-- PROBLEM REQUIREMENTS --
Take the line containing "wall in the photo above." through the last line of the data and retype those lines exactly. Pictures do not belong in the copy.

-- INFORMATION GIVEN --
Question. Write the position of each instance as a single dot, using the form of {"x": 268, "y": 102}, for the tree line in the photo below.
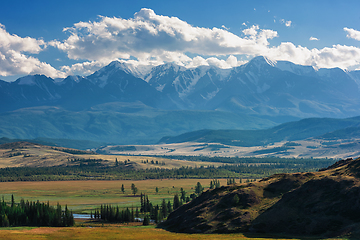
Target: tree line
{"x": 28, "y": 213}
{"x": 94, "y": 169}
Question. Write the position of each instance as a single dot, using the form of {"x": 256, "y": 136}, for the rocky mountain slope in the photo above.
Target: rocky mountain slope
{"x": 260, "y": 87}
{"x": 118, "y": 104}
{"x": 323, "y": 204}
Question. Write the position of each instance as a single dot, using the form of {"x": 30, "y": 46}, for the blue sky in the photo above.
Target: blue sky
{"x": 60, "y": 38}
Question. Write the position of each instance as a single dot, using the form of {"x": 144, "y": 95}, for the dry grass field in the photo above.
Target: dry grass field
{"x": 35, "y": 155}
{"x": 115, "y": 232}
{"x": 83, "y": 196}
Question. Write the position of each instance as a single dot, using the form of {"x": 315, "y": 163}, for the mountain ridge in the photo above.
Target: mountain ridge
{"x": 259, "y": 87}
{"x": 322, "y": 204}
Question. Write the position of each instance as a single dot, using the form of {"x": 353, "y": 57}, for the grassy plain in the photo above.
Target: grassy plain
{"x": 118, "y": 232}
{"x": 84, "y": 196}
{"x": 35, "y": 155}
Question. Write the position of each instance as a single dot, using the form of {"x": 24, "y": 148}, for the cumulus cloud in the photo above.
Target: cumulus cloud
{"x": 14, "y": 59}
{"x": 336, "y": 56}
{"x": 149, "y": 37}
{"x": 352, "y": 33}
{"x": 287, "y": 23}
{"x": 153, "y": 39}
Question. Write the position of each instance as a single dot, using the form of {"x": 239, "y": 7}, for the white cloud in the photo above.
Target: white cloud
{"x": 153, "y": 38}
{"x": 13, "y": 58}
{"x": 352, "y": 33}
{"x": 223, "y": 26}
{"x": 287, "y": 23}
{"x": 337, "y": 56}
{"x": 149, "y": 39}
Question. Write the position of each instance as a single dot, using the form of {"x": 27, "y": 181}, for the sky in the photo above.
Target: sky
{"x": 61, "y": 38}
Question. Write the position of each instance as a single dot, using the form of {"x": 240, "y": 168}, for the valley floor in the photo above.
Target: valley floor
{"x": 314, "y": 148}
{"x": 87, "y": 231}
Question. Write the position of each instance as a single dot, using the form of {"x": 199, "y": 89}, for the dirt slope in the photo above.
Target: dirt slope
{"x": 324, "y": 203}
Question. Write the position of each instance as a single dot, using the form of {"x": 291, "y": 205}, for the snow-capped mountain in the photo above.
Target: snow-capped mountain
{"x": 260, "y": 87}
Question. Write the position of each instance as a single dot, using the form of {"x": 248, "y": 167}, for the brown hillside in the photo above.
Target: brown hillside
{"x": 324, "y": 203}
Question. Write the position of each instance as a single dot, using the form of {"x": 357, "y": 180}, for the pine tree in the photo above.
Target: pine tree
{"x": 176, "y": 203}
{"x": 198, "y": 188}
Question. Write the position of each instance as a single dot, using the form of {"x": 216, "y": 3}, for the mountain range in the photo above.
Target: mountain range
{"x": 123, "y": 105}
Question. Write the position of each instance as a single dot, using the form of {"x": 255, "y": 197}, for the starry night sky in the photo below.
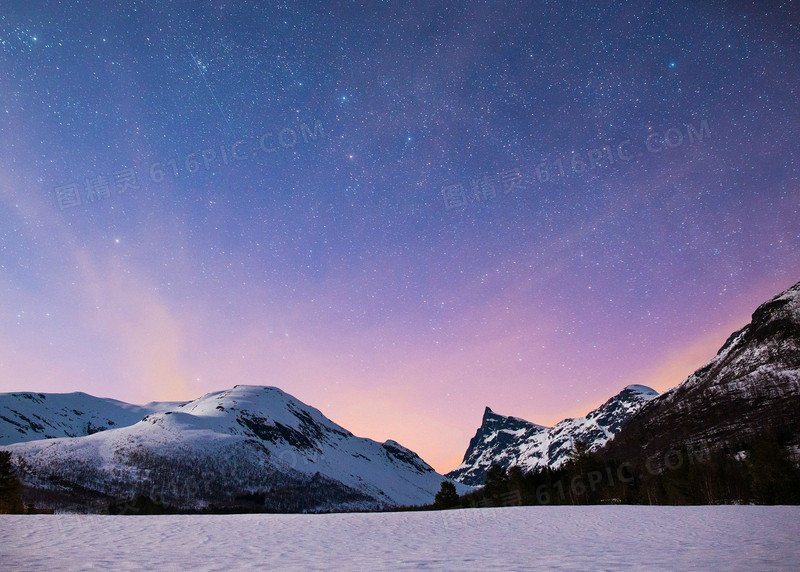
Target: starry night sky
{"x": 397, "y": 212}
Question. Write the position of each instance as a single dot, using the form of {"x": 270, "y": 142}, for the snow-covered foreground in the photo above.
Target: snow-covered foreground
{"x": 608, "y": 537}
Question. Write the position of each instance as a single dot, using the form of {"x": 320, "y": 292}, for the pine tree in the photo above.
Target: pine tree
{"x": 10, "y": 486}
{"x": 447, "y": 497}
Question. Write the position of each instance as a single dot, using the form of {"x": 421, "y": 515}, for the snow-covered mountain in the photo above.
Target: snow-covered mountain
{"x": 248, "y": 444}
{"x": 508, "y": 441}
{"x": 750, "y": 389}
{"x": 31, "y": 416}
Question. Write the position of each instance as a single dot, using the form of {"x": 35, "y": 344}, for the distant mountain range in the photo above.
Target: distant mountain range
{"x": 249, "y": 446}
{"x": 30, "y": 416}
{"x": 508, "y": 441}
{"x": 749, "y": 390}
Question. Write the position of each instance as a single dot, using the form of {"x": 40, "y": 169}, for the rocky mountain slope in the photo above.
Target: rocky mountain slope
{"x": 508, "y": 441}
{"x": 751, "y": 388}
{"x": 30, "y": 416}
{"x": 248, "y": 446}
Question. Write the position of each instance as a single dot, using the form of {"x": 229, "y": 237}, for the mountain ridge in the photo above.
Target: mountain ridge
{"x": 508, "y": 441}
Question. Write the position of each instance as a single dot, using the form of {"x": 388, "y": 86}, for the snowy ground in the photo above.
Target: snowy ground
{"x": 597, "y": 538}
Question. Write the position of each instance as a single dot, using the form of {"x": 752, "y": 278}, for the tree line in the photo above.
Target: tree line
{"x": 765, "y": 472}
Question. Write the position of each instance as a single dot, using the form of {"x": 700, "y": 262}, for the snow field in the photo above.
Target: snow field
{"x": 514, "y": 538}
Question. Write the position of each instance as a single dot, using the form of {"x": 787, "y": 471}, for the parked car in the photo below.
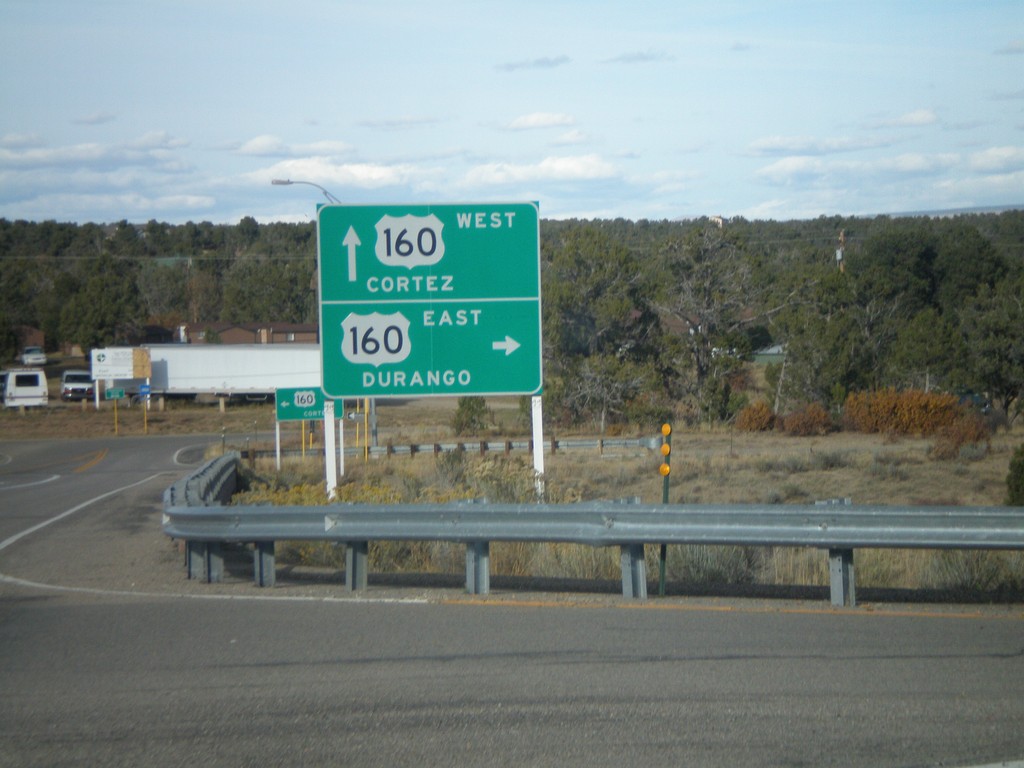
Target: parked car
{"x": 25, "y": 387}
{"x": 33, "y": 356}
{"x": 76, "y": 385}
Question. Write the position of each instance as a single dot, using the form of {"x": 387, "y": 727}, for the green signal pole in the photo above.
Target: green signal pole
{"x": 665, "y": 470}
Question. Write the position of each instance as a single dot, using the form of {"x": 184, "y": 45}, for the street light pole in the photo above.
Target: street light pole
{"x": 288, "y": 182}
{"x": 332, "y": 199}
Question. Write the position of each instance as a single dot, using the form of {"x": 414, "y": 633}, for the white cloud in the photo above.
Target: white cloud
{"x": 544, "y": 62}
{"x": 97, "y": 118}
{"x": 914, "y": 119}
{"x": 152, "y": 150}
{"x": 913, "y": 163}
{"x": 812, "y": 145}
{"x": 648, "y": 56}
{"x": 574, "y": 136}
{"x": 997, "y": 160}
{"x": 273, "y": 146}
{"x": 584, "y": 167}
{"x": 540, "y": 120}
{"x": 333, "y": 175}
{"x": 264, "y": 146}
{"x": 802, "y": 169}
{"x": 19, "y": 140}
{"x": 398, "y": 124}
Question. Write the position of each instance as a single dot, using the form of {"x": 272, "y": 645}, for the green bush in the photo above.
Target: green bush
{"x": 757, "y": 417}
{"x": 1015, "y": 479}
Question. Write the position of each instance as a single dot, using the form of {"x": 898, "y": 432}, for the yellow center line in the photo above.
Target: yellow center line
{"x": 96, "y": 458}
{"x": 1013, "y": 612}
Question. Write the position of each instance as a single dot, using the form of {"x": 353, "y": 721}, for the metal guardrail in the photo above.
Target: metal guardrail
{"x": 837, "y": 528}
{"x": 214, "y": 482}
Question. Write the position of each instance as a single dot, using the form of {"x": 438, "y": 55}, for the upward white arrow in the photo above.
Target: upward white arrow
{"x": 350, "y": 242}
{"x": 509, "y": 345}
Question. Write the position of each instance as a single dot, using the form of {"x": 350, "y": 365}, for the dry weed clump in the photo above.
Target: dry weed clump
{"x": 807, "y": 422}
{"x": 967, "y": 438}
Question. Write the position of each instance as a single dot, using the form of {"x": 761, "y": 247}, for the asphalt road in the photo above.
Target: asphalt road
{"x": 109, "y": 656}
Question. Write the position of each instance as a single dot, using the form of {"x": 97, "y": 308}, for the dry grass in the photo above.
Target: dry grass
{"x": 708, "y": 467}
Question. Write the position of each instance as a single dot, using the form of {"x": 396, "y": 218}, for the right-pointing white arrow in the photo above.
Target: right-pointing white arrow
{"x": 509, "y": 345}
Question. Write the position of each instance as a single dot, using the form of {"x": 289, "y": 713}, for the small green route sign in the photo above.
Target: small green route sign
{"x": 299, "y": 403}
{"x": 430, "y": 299}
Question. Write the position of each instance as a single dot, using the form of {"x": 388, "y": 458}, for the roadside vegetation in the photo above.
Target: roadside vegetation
{"x": 880, "y": 359}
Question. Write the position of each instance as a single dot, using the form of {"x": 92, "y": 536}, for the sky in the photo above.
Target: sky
{"x": 186, "y": 110}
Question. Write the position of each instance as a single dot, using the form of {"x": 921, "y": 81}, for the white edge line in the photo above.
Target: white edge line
{"x": 126, "y": 593}
{"x": 51, "y": 478}
{"x": 68, "y": 513}
{"x": 251, "y": 598}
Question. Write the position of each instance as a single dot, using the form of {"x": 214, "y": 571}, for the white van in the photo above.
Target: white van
{"x": 24, "y": 387}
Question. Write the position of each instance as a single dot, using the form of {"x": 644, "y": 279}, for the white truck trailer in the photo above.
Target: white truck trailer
{"x": 230, "y": 370}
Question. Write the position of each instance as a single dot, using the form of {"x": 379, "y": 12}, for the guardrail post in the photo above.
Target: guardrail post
{"x": 263, "y": 564}
{"x": 213, "y": 562}
{"x": 356, "y": 555}
{"x": 478, "y": 567}
{"x": 841, "y": 578}
{"x": 195, "y": 559}
{"x": 634, "y": 571}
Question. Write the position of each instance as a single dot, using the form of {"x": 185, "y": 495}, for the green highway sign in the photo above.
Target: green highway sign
{"x": 301, "y": 403}
{"x": 430, "y": 300}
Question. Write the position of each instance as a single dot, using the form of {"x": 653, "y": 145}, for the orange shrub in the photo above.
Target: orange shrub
{"x": 969, "y": 430}
{"x": 756, "y": 418}
{"x": 909, "y": 412}
{"x": 810, "y": 420}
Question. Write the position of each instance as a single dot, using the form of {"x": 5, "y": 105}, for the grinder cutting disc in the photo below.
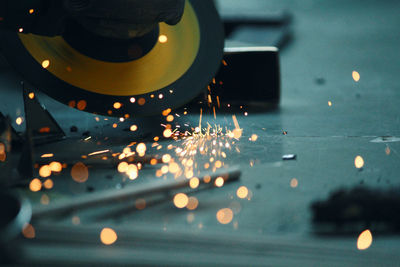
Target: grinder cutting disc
{"x": 143, "y": 76}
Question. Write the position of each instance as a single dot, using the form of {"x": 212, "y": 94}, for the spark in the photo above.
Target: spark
{"x": 19, "y": 120}
{"x": 219, "y": 182}
{"x": 45, "y": 171}
{"x": 356, "y": 76}
{"x": 133, "y": 128}
{"x": 225, "y": 216}
{"x": 294, "y": 183}
{"x": 163, "y": 39}
{"x": 35, "y": 185}
{"x": 99, "y": 152}
{"x": 45, "y": 63}
{"x": 108, "y": 236}
{"x": 193, "y": 203}
{"x": 359, "y": 162}
{"x": 194, "y": 183}
{"x": 364, "y": 240}
{"x": 181, "y": 200}
{"x": 28, "y": 231}
{"x": 48, "y": 184}
{"x": 242, "y": 192}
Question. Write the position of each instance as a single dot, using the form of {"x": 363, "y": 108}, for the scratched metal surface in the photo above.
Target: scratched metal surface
{"x": 331, "y": 39}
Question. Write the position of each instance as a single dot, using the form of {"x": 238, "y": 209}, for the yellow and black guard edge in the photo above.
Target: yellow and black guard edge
{"x": 176, "y": 66}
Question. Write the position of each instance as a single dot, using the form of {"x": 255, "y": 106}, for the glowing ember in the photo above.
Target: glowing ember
{"x": 19, "y": 120}
{"x": 174, "y": 167}
{"x": 181, "y": 200}
{"x": 218, "y": 164}
{"x": 49, "y": 155}
{"x": 242, "y": 192}
{"x": 123, "y": 167}
{"x": 80, "y": 173}
{"x": 55, "y": 166}
{"x": 45, "y": 63}
{"x": 254, "y": 138}
{"x": 163, "y": 39}
{"x": 194, "y": 183}
{"x": 225, "y": 216}
{"x": 166, "y": 158}
{"x": 167, "y": 133}
{"x": 35, "y": 185}
{"x": 294, "y": 183}
{"x": 166, "y": 112}
{"x": 132, "y": 172}
{"x": 359, "y": 162}
{"x": 45, "y": 171}
{"x": 44, "y": 199}
{"x": 117, "y": 105}
{"x": 108, "y": 236}
{"x": 81, "y": 105}
{"x": 133, "y": 128}
{"x": 141, "y": 149}
{"x": 364, "y": 241}
{"x": 48, "y": 184}
{"x": 193, "y": 203}
{"x": 356, "y": 76}
{"x": 219, "y": 182}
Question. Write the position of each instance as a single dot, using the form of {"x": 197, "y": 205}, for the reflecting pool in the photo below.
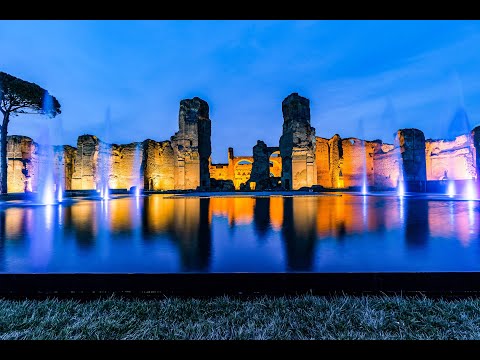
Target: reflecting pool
{"x": 169, "y": 234}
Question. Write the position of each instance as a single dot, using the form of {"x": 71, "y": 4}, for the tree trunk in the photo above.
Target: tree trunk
{"x": 3, "y": 154}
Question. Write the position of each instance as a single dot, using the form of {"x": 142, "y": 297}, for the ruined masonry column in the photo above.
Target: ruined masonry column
{"x": 85, "y": 174}
{"x": 260, "y": 167}
{"x": 297, "y": 144}
{"x": 476, "y": 144}
{"x": 192, "y": 146}
{"x": 411, "y": 143}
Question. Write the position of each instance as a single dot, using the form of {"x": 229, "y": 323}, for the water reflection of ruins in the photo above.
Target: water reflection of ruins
{"x": 186, "y": 226}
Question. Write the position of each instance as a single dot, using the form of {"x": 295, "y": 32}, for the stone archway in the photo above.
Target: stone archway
{"x": 242, "y": 168}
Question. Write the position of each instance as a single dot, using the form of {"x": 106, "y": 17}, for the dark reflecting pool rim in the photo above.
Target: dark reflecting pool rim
{"x": 93, "y": 285}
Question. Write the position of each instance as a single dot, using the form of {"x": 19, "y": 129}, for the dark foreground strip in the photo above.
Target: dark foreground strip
{"x": 452, "y": 284}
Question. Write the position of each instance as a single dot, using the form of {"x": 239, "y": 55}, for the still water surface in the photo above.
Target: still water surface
{"x": 161, "y": 234}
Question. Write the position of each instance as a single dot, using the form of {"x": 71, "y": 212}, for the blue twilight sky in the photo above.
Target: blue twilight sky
{"x": 363, "y": 78}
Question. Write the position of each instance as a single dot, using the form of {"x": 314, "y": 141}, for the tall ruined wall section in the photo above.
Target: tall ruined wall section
{"x": 386, "y": 165}
{"x": 322, "y": 157}
{"x": 22, "y": 162}
{"x": 64, "y": 164}
{"x": 28, "y": 162}
{"x": 126, "y": 166}
{"x": 191, "y": 145}
{"x": 454, "y": 160}
{"x": 158, "y": 164}
{"x": 411, "y": 143}
{"x": 341, "y": 163}
{"x": 297, "y": 144}
{"x": 85, "y": 171}
{"x": 358, "y": 161}
{"x": 336, "y": 161}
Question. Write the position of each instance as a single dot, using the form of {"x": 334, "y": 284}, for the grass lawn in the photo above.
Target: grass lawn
{"x": 302, "y": 317}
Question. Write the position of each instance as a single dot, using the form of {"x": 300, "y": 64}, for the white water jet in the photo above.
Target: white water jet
{"x": 451, "y": 189}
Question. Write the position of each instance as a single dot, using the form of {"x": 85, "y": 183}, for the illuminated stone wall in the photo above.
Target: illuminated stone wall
{"x": 126, "y": 169}
{"x": 341, "y": 163}
{"x": 219, "y": 171}
{"x": 297, "y": 144}
{"x": 336, "y": 162}
{"x": 64, "y": 164}
{"x": 454, "y": 160}
{"x": 159, "y": 165}
{"x": 21, "y": 162}
{"x": 27, "y": 162}
{"x": 357, "y": 162}
{"x": 191, "y": 145}
{"x": 85, "y": 170}
{"x": 386, "y": 166}
{"x": 411, "y": 143}
{"x": 323, "y": 162}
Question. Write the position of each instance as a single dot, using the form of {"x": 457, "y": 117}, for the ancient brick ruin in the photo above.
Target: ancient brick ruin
{"x": 301, "y": 159}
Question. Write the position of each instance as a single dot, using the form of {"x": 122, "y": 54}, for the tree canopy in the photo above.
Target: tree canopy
{"x": 17, "y": 96}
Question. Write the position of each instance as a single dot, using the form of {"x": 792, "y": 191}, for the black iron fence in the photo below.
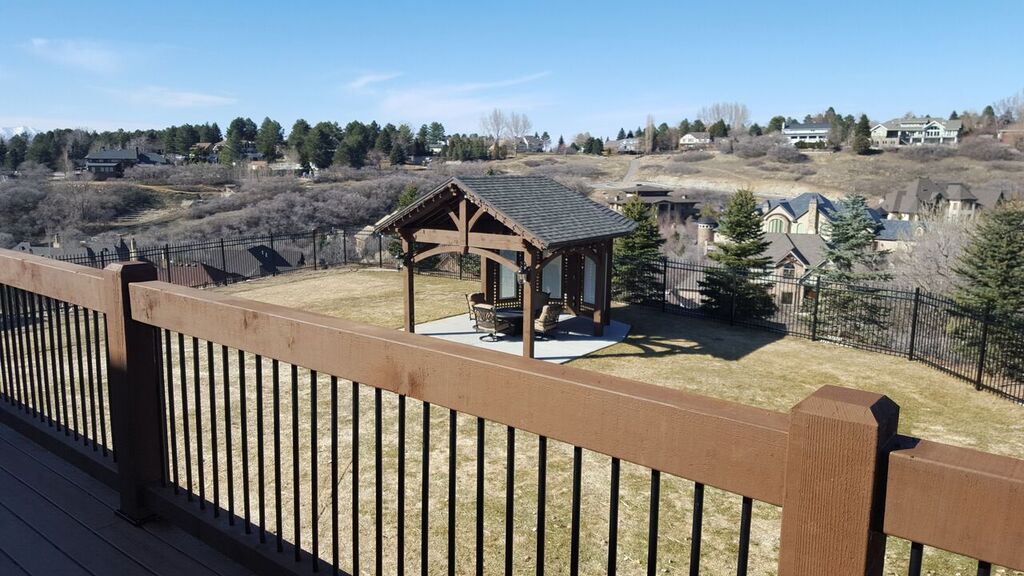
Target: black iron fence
{"x": 965, "y": 341}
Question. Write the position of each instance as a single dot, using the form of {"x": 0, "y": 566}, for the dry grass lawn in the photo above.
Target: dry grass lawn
{"x": 747, "y": 366}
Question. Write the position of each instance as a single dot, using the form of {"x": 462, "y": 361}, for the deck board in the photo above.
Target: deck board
{"x": 55, "y": 519}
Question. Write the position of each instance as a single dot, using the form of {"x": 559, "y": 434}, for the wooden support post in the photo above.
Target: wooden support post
{"x": 133, "y": 374}
{"x": 599, "y": 292}
{"x": 530, "y": 261}
{"x": 408, "y": 270}
{"x": 835, "y": 483}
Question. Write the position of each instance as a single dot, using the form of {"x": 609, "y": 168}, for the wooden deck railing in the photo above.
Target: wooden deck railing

-- COMPLETED TASK --
Question. Write the position of each instance as a single dot, using the form of {"x": 85, "y": 183}, for the illuminated stone wall in the photo above.
Target: illuminated stone wall
{"x": 126, "y": 169}
{"x": 341, "y": 163}
{"x": 219, "y": 171}
{"x": 297, "y": 144}
{"x": 336, "y": 162}
{"x": 64, "y": 164}
{"x": 454, "y": 160}
{"x": 159, "y": 165}
{"x": 21, "y": 162}
{"x": 27, "y": 162}
{"x": 357, "y": 162}
{"x": 191, "y": 145}
{"x": 85, "y": 170}
{"x": 386, "y": 166}
{"x": 411, "y": 143}
{"x": 323, "y": 162}
Question. Write the position of each instance as a single dot, using the form of {"x": 457, "y": 117}, for the ancient brick ruin in the photo above.
Target: ancient brick ruin
{"x": 301, "y": 159}
Question. Write the position of each instance as a single dot, using the form of {"x": 122, "y": 54}, for the tree canopy in the photo above.
Target: tree canopy
{"x": 17, "y": 96}
Question. Write the position of each instance as a single dot, using the form of {"x": 792, "y": 191}, for the black iron fence in the photo below.
Target: black iron fence
{"x": 965, "y": 341}
Question. Write the position of each instance as a single dot, using the form of {"x": 0, "y": 566}, for the dry grass lawn in the photo above.
Target: dry grass lawn
{"x": 747, "y": 366}
Question. Write the position of each instance as a single dot, using the form of {"x": 462, "y": 361}, for the deck board in the photo above.
Target: deck board
{"x": 55, "y": 519}
Question. Write the position of each instance as a single dot, using the form of {"x": 559, "y": 434}, for the wooden support post in the photo above.
Target: wooden support post
{"x": 133, "y": 374}
{"x": 599, "y": 292}
{"x": 530, "y": 261}
{"x": 408, "y": 270}
{"x": 835, "y": 483}
Question. Write the position of each instance as a single dot, using the form of {"x": 609, "y": 168}, for the wooden deck railing in the photo above.
Target: wooden deck railing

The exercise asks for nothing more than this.